Aim: Extract every line of the items below that contains the string "seagull". Case counts.

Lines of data
⁂

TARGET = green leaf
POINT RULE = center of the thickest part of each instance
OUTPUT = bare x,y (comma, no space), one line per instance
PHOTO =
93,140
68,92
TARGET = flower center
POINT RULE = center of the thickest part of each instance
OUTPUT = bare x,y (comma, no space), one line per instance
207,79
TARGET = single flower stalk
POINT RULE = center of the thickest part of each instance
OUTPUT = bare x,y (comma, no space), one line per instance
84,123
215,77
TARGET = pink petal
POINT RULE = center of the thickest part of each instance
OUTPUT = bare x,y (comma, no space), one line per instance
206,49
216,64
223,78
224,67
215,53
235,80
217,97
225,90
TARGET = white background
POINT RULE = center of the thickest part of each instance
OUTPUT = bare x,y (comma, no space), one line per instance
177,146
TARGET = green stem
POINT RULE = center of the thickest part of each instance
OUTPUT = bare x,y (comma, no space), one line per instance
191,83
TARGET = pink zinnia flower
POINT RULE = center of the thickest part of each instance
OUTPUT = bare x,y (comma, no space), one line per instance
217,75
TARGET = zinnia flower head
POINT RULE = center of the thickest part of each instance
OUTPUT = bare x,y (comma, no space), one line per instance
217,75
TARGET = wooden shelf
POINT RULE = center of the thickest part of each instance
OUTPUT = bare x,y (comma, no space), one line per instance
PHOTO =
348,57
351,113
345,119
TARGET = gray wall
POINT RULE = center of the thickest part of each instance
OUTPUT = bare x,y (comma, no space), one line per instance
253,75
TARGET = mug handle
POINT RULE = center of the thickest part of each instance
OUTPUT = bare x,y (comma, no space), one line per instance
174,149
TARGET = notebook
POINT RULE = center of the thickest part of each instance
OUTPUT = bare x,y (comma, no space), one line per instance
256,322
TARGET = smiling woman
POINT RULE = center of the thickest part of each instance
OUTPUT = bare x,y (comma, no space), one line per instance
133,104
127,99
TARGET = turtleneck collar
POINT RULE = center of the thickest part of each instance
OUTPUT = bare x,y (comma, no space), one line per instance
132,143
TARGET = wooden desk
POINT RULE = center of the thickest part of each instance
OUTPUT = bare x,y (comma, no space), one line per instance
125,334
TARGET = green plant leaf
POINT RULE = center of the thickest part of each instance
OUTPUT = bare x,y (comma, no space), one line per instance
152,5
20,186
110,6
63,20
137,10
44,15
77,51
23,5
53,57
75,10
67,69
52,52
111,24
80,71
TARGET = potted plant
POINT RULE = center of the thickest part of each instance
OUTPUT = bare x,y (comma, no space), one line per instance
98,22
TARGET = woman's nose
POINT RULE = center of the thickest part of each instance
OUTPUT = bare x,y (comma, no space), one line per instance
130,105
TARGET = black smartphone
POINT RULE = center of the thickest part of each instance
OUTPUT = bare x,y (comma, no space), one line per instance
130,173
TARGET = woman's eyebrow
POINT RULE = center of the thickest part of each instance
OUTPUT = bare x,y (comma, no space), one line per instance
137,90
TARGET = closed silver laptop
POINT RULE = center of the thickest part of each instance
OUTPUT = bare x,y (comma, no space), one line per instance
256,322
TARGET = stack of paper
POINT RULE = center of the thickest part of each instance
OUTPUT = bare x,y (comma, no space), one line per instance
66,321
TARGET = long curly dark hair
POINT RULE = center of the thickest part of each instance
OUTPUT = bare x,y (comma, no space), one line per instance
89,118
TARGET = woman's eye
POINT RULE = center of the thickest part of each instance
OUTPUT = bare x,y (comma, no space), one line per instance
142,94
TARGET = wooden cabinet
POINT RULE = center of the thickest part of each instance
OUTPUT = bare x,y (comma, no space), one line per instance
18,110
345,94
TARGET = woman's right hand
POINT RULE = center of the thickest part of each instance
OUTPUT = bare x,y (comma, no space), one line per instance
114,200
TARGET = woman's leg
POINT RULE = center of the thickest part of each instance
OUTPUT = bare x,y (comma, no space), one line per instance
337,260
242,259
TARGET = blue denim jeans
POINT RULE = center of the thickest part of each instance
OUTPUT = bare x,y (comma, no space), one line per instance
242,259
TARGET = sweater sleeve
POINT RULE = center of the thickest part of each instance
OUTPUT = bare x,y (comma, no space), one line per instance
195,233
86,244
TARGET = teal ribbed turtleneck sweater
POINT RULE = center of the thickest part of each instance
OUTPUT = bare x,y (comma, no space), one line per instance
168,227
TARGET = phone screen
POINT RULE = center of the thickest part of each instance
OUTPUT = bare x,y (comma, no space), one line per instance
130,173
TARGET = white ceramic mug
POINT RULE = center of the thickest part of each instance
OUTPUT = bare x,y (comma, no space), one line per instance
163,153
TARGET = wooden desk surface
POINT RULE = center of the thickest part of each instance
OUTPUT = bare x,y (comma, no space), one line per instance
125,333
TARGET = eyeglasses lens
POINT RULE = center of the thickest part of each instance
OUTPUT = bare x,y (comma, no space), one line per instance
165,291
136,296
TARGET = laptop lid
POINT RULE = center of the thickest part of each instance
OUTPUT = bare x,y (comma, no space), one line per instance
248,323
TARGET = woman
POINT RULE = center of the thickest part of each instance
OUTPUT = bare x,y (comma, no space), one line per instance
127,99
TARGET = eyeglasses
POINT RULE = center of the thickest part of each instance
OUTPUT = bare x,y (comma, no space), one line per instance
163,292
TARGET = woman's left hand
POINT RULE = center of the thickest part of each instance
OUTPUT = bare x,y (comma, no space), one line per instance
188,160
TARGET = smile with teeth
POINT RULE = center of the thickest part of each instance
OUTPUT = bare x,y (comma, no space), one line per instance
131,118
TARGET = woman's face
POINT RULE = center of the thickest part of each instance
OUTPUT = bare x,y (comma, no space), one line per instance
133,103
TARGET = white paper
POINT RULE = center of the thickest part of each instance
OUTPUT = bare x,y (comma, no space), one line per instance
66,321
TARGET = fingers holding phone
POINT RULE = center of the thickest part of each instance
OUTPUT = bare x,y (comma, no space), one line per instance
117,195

⁂

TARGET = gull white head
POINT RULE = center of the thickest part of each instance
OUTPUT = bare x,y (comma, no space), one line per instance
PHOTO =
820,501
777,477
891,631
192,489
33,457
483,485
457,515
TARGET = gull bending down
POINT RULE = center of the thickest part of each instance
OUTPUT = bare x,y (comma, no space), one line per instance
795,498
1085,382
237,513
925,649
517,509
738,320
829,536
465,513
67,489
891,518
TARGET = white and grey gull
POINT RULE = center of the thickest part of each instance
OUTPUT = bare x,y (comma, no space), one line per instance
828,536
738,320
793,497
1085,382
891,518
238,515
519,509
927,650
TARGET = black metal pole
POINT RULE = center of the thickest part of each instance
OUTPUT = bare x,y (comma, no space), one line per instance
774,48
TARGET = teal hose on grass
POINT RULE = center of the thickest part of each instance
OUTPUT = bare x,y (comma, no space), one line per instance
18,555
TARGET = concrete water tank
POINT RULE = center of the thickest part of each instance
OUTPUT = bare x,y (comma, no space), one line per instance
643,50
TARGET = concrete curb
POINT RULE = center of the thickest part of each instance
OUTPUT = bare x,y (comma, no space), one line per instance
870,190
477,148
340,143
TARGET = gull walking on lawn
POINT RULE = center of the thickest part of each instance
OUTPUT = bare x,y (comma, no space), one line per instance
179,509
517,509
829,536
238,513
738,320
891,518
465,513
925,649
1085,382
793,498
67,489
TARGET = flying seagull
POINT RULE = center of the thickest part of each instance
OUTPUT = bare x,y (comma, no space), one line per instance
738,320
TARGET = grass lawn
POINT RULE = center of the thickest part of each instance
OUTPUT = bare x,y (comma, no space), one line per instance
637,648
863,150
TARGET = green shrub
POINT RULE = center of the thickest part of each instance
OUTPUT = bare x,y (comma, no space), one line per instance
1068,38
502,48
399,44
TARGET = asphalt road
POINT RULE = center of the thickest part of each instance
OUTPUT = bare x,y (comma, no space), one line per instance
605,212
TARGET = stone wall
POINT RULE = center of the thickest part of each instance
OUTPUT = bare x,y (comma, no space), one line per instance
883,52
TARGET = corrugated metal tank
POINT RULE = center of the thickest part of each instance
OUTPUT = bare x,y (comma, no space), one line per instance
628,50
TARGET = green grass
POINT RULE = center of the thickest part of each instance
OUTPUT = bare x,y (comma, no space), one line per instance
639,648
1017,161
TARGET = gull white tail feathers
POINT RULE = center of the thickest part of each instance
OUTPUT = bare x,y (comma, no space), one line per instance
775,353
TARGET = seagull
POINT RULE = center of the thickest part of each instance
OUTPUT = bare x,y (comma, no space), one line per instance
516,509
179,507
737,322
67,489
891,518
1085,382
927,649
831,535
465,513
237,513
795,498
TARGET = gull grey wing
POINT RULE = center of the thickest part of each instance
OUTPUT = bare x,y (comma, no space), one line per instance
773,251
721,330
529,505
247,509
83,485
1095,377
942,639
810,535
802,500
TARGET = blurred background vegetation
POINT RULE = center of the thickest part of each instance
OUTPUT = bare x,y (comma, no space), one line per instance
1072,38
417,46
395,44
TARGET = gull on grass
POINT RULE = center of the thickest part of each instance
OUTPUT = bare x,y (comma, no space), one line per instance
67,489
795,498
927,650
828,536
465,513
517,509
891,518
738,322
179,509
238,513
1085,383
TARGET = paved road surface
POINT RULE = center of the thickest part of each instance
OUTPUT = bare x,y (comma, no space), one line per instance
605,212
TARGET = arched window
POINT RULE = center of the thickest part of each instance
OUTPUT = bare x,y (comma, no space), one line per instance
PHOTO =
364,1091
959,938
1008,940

⁂

Solution:
TARGET = flying seagull
TARGET = seagull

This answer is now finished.